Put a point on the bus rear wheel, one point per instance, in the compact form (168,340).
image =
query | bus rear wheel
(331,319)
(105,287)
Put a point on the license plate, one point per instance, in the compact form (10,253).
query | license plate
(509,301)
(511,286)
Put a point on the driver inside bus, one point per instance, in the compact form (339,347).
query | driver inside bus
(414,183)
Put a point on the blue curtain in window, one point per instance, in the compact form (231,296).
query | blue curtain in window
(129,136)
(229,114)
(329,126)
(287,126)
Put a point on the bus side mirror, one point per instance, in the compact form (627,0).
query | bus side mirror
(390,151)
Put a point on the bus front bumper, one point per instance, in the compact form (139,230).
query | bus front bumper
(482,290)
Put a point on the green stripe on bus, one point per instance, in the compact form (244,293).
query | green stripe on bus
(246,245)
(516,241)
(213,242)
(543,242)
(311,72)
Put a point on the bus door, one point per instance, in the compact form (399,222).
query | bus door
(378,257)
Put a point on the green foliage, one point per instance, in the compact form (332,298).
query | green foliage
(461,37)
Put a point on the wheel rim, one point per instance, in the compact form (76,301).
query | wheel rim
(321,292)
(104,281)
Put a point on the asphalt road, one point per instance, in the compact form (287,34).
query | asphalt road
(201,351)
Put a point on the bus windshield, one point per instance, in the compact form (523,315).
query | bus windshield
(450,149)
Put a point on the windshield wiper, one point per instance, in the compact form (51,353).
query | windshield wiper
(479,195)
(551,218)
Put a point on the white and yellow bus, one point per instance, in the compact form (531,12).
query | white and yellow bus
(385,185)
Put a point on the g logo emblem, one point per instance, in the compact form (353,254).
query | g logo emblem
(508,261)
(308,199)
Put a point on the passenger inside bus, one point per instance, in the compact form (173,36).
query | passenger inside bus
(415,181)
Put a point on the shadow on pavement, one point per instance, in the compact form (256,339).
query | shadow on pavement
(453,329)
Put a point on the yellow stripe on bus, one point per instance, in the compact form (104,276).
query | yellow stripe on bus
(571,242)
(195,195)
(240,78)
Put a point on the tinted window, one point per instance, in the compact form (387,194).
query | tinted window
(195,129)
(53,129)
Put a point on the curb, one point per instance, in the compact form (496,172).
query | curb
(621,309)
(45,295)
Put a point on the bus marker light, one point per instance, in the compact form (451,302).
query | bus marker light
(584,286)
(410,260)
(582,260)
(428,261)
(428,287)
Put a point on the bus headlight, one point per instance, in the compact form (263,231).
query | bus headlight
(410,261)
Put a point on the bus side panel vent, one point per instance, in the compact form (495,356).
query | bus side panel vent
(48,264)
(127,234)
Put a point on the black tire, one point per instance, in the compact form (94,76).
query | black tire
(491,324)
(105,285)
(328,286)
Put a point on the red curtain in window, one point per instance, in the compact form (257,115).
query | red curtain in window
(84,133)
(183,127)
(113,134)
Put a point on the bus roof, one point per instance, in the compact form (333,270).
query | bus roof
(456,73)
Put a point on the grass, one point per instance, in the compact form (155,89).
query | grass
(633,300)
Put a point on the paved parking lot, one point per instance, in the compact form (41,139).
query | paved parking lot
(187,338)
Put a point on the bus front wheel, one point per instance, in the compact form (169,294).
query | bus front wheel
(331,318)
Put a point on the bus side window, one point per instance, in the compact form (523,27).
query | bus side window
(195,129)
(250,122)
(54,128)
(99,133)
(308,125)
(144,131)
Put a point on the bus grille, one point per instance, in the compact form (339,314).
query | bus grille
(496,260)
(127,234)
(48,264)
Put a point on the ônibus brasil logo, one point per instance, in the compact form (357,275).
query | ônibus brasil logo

________________________

Reformulez en liste numérotée les lignes ci-dessus, en commençant à celle qui contient « Put a point on the ônibus » et en allant jusqu'à la dernière ligne incluse. Omettez les lignes vides.

1. Put a point on the ônibus brasil logo, one point per instance, in the compact form (357,275).
2. query | ônibus brasil logo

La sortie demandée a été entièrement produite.